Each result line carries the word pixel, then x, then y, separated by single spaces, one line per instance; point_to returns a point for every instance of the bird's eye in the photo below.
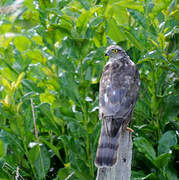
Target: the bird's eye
pixel 115 50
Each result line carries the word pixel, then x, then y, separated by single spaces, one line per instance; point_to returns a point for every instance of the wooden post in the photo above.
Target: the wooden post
pixel 122 170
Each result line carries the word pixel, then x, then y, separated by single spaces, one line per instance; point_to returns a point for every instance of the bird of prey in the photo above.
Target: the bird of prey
pixel 118 93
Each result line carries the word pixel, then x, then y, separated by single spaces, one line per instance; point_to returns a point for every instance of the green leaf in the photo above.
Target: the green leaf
pixel 42 163
pixel 167 140
pixel 22 43
pixel 144 146
pixel 162 160
pixel 2 150
pixel 63 173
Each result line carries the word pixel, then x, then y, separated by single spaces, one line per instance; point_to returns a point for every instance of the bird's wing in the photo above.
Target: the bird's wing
pixel 119 89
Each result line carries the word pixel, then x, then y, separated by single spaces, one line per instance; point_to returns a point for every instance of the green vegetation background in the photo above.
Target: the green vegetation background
pixel 51 59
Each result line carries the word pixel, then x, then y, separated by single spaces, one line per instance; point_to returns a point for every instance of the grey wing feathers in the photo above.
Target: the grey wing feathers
pixel 118 91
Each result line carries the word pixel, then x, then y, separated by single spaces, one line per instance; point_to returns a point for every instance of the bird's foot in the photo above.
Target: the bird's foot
pixel 129 129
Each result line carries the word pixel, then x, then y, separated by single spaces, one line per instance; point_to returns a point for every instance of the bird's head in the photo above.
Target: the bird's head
pixel 115 52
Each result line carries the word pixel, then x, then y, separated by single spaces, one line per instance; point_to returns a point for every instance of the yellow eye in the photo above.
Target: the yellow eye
pixel 115 50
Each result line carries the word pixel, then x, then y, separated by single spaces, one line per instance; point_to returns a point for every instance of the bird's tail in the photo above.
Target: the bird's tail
pixel 106 155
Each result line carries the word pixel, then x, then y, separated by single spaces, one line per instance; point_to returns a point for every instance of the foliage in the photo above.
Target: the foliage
pixel 51 59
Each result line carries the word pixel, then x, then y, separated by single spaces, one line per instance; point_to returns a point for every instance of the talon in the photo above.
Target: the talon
pixel 129 129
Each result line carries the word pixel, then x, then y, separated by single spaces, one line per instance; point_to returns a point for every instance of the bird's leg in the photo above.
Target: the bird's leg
pixel 129 129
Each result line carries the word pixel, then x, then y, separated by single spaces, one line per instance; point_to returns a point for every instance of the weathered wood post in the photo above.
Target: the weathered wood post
pixel 122 170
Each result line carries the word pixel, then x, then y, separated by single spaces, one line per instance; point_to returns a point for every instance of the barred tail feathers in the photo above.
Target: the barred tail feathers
pixel 106 155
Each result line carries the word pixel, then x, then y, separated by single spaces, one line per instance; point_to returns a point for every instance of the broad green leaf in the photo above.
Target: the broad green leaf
pixel 63 173
pixel 47 97
pixel 2 150
pixel 167 140
pixel 22 43
pixel 42 163
pixel 144 146
pixel 162 160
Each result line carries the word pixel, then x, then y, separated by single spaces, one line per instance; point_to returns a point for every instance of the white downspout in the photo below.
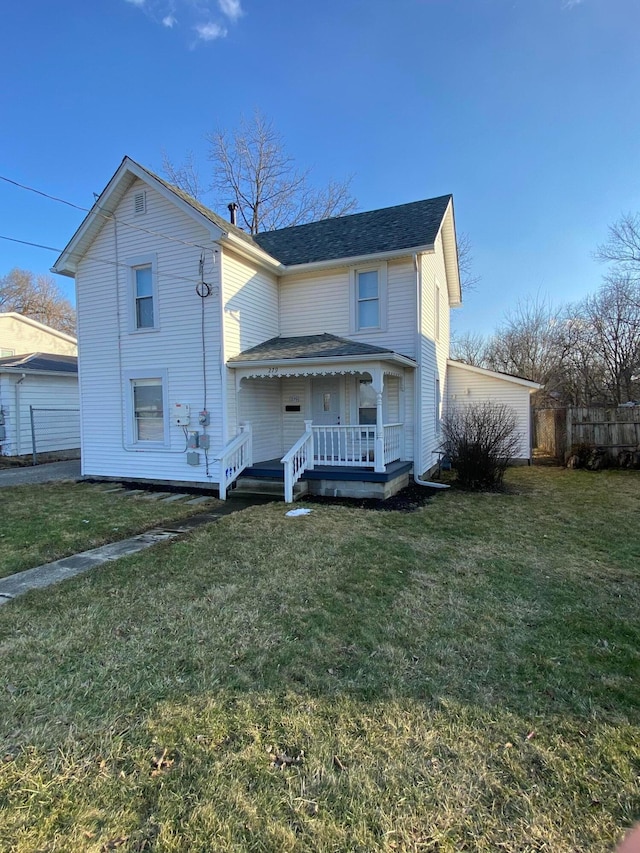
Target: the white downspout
pixel 417 441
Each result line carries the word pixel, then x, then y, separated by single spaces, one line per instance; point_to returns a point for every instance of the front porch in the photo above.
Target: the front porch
pixel 338 481
pixel 326 409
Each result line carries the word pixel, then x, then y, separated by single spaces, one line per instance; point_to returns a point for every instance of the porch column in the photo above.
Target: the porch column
pixel 377 383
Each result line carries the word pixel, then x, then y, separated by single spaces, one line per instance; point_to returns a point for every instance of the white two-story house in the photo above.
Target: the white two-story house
pixel 316 353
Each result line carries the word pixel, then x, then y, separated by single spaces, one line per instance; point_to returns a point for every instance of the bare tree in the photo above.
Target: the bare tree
pixel 251 167
pixel 471 348
pixel 468 279
pixel 38 297
pixel 185 176
pixel 611 327
pixel 531 343
pixel 623 246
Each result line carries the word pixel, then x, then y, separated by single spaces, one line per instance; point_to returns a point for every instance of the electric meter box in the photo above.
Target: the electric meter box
pixel 181 414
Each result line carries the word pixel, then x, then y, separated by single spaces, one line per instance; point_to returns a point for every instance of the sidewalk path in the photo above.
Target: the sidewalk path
pixel 68 567
pixel 69 470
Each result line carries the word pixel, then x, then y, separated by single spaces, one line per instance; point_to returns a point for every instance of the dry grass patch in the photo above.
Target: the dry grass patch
pixel 459 678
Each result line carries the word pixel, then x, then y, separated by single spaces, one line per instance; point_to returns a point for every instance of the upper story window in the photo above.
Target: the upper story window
pixel 147 420
pixel 368 298
pixel 143 294
pixel 144 297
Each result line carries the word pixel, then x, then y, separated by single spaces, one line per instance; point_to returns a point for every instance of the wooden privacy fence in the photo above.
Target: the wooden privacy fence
pixel 612 429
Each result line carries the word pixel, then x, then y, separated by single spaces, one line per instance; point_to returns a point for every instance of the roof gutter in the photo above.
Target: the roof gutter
pixel 26 371
pixel 312 266
pixel 311 360
pixel 250 250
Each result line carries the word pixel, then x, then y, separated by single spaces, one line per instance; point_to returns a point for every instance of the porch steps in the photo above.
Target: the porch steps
pixel 266 487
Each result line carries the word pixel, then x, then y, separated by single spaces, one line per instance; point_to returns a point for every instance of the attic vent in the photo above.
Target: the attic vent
pixel 140 203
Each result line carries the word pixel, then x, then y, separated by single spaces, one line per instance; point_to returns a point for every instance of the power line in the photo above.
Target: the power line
pixel 107 216
pixel 173 276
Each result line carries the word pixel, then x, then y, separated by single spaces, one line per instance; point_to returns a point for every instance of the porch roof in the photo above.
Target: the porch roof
pixel 314 347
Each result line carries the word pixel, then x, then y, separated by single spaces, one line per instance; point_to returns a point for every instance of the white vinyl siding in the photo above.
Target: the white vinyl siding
pixel 260 404
pixel 324 302
pixel 110 355
pixel 435 351
pixel 465 386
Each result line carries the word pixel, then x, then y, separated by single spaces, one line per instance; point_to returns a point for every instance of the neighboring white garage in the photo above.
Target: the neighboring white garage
pixel 39 400
pixel 467 384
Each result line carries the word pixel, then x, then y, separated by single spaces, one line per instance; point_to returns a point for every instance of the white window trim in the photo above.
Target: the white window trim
pixel 131 443
pixel 381 269
pixel 134 264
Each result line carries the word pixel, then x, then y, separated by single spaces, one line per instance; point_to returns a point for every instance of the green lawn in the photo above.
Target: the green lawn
pixel 44 522
pixel 462 678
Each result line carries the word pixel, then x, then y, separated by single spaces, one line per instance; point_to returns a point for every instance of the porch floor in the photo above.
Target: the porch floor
pixel 273 469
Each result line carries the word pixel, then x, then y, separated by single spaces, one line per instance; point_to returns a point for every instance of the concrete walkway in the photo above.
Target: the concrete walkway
pixel 68 470
pixel 68 567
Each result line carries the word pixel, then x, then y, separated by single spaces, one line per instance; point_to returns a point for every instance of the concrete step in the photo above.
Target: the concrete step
pixel 247 486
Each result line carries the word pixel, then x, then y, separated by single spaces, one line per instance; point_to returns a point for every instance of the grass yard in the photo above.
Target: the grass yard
pixel 44 522
pixel 462 678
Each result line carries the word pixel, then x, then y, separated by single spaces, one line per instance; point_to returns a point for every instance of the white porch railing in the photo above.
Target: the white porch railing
pixel 298 460
pixel 355 445
pixel 393 440
pixel 235 457
pixel 352 445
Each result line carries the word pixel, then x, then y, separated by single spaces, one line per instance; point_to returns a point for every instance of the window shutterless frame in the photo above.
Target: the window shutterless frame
pixel 143 294
pixel 368 290
pixel 146 409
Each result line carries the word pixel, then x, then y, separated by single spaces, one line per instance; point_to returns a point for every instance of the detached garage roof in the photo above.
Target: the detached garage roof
pixel 40 362
pixel 496 374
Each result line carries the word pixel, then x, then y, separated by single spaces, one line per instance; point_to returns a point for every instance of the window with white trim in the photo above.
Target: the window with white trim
pixel 368 295
pixel 146 409
pixel 143 294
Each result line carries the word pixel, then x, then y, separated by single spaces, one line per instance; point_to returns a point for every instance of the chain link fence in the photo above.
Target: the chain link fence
pixel 54 430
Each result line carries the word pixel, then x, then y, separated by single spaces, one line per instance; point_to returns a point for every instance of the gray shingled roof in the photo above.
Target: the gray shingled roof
pixel 41 361
pixel 389 229
pixel 307 346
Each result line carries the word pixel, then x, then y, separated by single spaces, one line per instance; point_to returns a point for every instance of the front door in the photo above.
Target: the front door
pixel 325 412
pixel 325 400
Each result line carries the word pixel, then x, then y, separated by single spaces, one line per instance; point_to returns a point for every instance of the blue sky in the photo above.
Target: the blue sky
pixel 526 110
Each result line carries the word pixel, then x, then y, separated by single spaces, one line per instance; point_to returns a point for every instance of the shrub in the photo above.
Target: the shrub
pixel 480 438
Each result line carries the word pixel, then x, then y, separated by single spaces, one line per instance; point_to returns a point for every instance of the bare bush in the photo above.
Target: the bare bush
pixel 480 439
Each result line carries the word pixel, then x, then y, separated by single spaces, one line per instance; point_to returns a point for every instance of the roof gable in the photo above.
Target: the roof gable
pixel 405 226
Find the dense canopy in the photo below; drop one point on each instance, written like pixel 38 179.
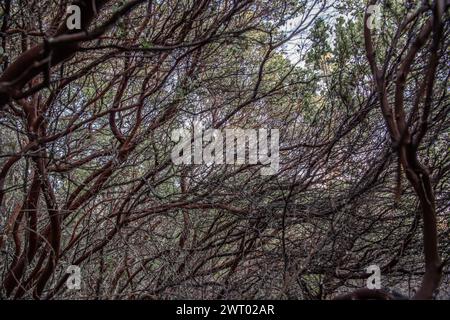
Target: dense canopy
pixel 358 91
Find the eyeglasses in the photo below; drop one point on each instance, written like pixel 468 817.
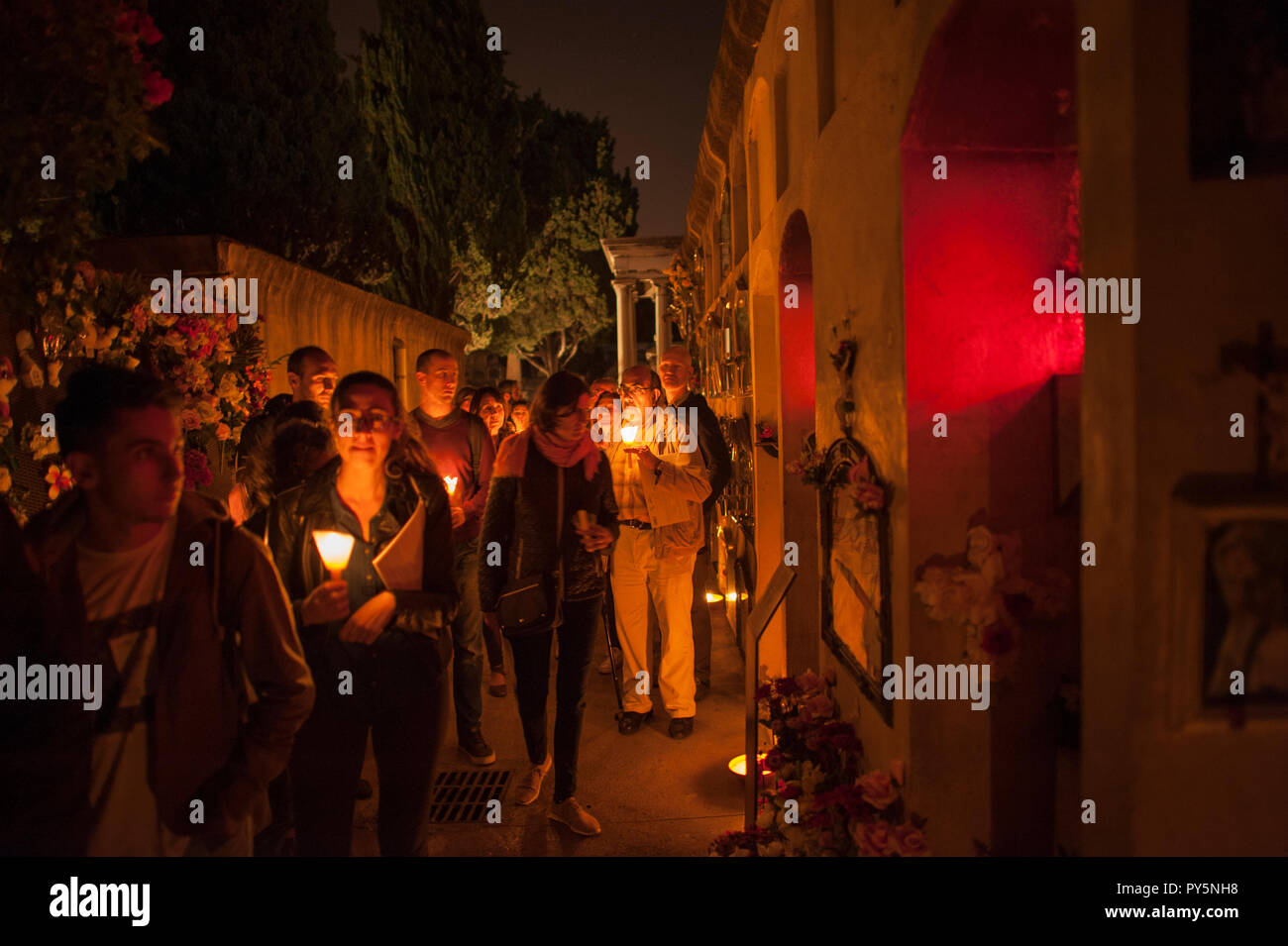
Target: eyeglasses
pixel 375 422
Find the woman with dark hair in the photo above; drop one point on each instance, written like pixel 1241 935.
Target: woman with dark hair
pixel 552 502
pixel 488 404
pixel 252 489
pixel 376 632
pixel 300 444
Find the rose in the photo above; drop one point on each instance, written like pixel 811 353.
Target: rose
pixel 909 842
pixel 997 640
pixel 196 469
pixel 58 478
pixel 818 708
pixel 209 411
pixel 877 789
pixel 872 838
pixel 810 683
pixel 979 543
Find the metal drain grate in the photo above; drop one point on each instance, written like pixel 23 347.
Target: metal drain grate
pixel 462 795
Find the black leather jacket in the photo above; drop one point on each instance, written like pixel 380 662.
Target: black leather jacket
pixel 520 517
pixel 296 512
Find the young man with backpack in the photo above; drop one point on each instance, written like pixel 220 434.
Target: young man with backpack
pixel 462 450
pixel 204 676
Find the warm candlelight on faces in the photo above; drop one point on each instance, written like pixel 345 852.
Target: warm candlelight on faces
pixel 335 549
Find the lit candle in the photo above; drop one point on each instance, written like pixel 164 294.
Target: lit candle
pixel 335 549
pixel 738 765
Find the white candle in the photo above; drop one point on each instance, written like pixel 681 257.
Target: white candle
pixel 335 549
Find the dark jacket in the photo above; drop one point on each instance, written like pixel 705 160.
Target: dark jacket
pixel 713 448
pixel 520 519
pixel 415 648
pixel 296 512
pixel 209 740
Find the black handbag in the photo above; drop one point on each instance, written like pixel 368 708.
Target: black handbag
pixel 535 604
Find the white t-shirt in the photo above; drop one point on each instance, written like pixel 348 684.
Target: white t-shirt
pixel 121 592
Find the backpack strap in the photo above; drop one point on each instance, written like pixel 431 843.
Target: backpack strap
pixel 246 693
pixel 475 435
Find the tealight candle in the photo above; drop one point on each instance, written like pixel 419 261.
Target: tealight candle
pixel 335 549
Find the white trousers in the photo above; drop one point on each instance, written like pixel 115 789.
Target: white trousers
pixel 638 575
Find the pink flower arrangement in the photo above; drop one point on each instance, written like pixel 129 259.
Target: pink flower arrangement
pixel 816 766
pixel 196 470
pixel 59 478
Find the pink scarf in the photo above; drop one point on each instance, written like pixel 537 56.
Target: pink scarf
pixel 514 452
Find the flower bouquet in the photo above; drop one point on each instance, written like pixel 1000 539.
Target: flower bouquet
pixel 816 799
pixel 991 597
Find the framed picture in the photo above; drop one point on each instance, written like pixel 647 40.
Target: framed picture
pixel 1237 86
pixel 855 585
pixel 1229 623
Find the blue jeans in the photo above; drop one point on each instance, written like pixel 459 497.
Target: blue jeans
pixel 468 645
pixel 532 686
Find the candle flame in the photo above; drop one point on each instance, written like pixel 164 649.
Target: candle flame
pixel 334 547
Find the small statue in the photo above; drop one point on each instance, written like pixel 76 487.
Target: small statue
pixel 29 372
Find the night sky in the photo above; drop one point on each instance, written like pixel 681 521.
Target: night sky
pixel 644 65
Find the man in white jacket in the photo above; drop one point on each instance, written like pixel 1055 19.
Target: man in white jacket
pixel 660 485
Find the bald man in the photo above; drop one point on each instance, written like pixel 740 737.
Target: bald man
pixel 677 370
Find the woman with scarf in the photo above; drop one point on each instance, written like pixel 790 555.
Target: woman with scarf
pixel 552 510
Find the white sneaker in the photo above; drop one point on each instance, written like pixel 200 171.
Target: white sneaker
pixel 578 819
pixel 605 666
pixel 529 787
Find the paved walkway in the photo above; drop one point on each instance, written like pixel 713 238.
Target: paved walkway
pixel 655 795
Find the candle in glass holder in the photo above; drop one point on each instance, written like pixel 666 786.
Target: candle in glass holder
pixel 335 549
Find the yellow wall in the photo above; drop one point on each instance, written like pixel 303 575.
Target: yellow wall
pixel 1210 255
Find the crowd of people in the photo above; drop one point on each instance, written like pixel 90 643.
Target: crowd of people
pixel 246 663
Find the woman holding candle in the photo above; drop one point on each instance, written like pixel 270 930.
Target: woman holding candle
pixel 378 652
pixel 489 407
pixel 552 508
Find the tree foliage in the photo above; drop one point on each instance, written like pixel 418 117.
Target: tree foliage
pixel 254 136
pixel 445 124
pixel 76 84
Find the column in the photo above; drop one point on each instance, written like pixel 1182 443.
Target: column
pixel 662 330
pixel 625 323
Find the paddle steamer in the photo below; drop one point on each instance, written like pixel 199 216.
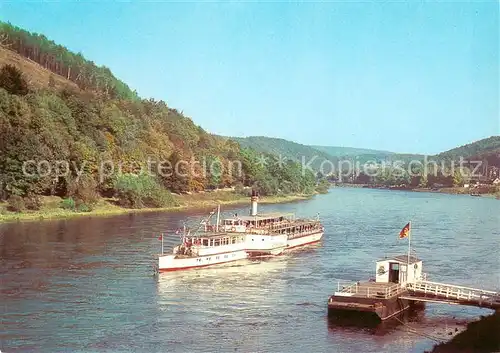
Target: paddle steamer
pixel 240 237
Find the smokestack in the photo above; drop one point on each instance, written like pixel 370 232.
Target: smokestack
pixel 255 199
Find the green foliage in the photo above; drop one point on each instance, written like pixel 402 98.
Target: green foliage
pixel 286 149
pixel 68 204
pixel 11 79
pixel 323 186
pixel 138 191
pixel 15 204
pixel 61 61
pixel 33 202
pixel 475 150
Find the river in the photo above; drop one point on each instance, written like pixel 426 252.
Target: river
pixel 87 284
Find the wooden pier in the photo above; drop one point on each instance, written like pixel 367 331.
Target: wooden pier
pixel 399 285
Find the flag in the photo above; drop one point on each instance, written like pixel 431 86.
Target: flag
pixel 405 231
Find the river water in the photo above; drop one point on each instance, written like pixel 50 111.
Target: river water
pixel 87 284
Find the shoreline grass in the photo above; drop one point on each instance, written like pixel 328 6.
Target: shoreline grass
pixel 51 209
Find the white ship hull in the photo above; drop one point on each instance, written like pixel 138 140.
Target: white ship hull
pixel 304 240
pixel 175 263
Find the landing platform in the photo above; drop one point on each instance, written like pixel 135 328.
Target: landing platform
pixel 373 299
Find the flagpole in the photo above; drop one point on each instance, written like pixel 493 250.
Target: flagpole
pixel 409 247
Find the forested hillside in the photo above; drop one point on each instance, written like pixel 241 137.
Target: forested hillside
pixel 286 149
pixel 59 60
pixel 337 151
pixel 488 148
pixel 92 140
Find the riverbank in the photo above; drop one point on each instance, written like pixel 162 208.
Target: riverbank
pixel 479 336
pixel 455 190
pixel 51 206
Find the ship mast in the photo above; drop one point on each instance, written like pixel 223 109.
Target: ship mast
pixel 218 217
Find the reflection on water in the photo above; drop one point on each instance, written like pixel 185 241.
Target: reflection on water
pixel 87 284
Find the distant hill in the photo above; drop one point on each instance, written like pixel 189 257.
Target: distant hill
pixel 57 106
pixel 487 149
pixel 337 151
pixel 334 154
pixel 285 149
pixel 487 146
pixel 62 63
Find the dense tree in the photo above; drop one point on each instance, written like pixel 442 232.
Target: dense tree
pixel 12 80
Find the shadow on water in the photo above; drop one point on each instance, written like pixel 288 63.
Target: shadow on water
pixel 371 324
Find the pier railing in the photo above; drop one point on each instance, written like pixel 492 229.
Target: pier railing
pixel 369 291
pixel 453 292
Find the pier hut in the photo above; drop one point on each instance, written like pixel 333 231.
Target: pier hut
pixel 398 285
pixel 398 269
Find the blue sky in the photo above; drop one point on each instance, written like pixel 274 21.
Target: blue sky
pixel 403 77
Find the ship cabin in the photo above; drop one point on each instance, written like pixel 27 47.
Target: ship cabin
pixel 242 224
pixel 209 243
pixel 396 269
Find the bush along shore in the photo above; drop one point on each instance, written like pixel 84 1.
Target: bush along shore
pixel 54 207
pixel 489 190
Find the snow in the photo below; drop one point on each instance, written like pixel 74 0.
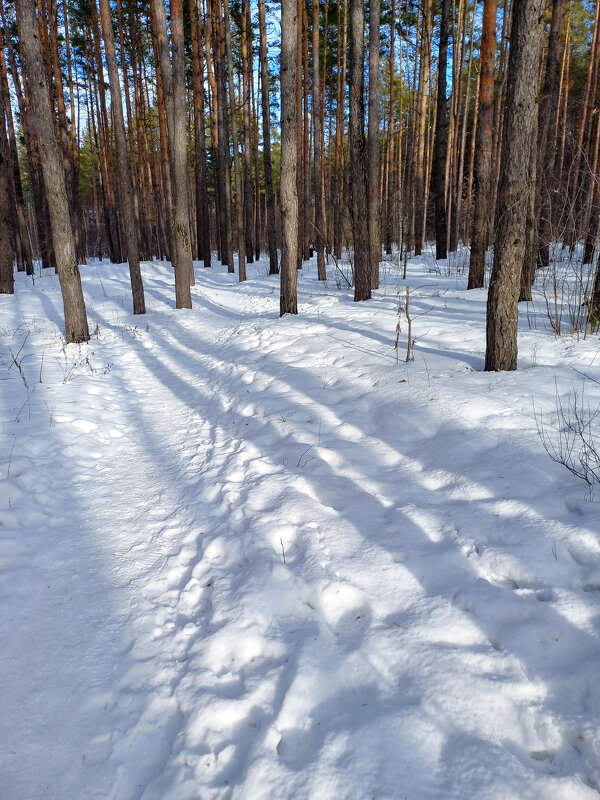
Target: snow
pixel 244 557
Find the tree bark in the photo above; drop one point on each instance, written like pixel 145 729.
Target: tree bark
pixel 246 90
pixel 484 140
pixel 519 136
pixel 125 188
pixel 76 327
pixel 317 147
pixel 358 167
pixel 288 303
pixel 438 178
pixel 7 251
pixel 174 90
pixel 266 127
pixel 373 144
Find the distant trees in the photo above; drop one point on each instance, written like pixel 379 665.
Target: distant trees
pixel 183 156
pixel 289 134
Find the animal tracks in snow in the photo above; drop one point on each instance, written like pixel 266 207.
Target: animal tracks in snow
pixel 260 559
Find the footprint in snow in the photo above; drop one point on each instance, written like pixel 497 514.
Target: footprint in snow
pixel 347 613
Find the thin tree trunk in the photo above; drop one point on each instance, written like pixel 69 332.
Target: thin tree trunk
pixel 266 126
pixel 125 188
pixel 76 327
pixel 7 252
pixel 373 144
pixel 174 90
pixel 289 198
pixel 549 105
pixel 358 166
pixel 421 154
pixel 519 136
pixel 483 209
pixel 236 152
pixel 316 113
pixel 438 179
pixel 247 89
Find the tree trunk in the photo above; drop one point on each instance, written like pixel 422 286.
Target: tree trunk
pixel 482 210
pixel 247 88
pixel 266 126
pixel 76 327
pixel 125 188
pixel 420 204
pixel 174 90
pixel 373 144
pixel 519 136
pixel 549 105
pixel 438 178
pixel 7 252
pixel 288 303
pixel 358 167
pixel 316 113
pixel 236 152
pixel 202 208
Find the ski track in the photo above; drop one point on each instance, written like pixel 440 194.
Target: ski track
pixel 250 558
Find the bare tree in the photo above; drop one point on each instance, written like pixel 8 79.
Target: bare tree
pixel 289 133
pixel 7 251
pixel 484 143
pixel 373 143
pixel 125 187
pixel 76 327
pixel 518 138
pixel 358 166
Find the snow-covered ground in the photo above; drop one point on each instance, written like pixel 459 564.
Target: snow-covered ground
pixel 252 558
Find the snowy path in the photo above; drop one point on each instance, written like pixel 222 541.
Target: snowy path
pixel 251 558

● **Job**
Return the lines exactly as they appear, beginning at the line that contains "floor in the photo above." and stopping after the line that contains "pixel 247 486", with both of those lines included.

● **Response to this task**
Each result line carries the word pixel, then x, then y, separated by single spaces, one line per instance; point_to returns a point for every instance of the porch floor in the photo above.
Target: the porch floor
pixel 273 469
Each result line carries the word pixel, then x, then y, separated by single spaces, one line per instance; point_to returns a point for every instance of the concrete walkway in the photo above.
Target: the concrete walkway
pixel 68 470
pixel 68 567
Each result line carries the word pixel, then x, then y, separated by single spaces, one line per instance; point_to returns a point for every instance of the concrete step in the photo above.
Target: the concrete step
pixel 247 486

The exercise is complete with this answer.